Excerpts of pointing data:
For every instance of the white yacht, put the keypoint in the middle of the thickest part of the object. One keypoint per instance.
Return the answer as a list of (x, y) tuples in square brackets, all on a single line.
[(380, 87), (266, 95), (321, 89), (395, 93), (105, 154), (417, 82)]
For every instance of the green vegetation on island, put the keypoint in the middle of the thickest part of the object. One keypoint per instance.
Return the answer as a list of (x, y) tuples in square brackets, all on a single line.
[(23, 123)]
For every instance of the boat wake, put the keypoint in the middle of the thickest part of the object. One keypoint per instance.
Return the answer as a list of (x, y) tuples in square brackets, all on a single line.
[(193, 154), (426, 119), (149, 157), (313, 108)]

■ **What to do**
Rewrite all the items above, replacing "keypoint" with "marker" wherever it occurs and leaving everything else unchanged.

■ **Full answer**
For every instance of the white yacht, put the marker in the middle of the thickest part of the object. One marker per instance.
Return the answer as a list of (x, y) tuples in square brackets, all on a single line.
[(380, 87), (266, 95), (321, 89), (395, 93), (105, 154), (417, 82)]
For every instance of the green vegetation on island, put the marker in the middle of the thickest part of the object. One marker per instance.
Return the answer as a list of (x, y) tuples in square brackets, all on a single line.
[(23, 123)]
For every instance of the boat wake, put the marker in the middle of the thickest part of the object. One marker per instance.
Return the answer as a list of (x, y) tuples in square brackets, all on a single line.
[(193, 154), (426, 119), (149, 157), (313, 108)]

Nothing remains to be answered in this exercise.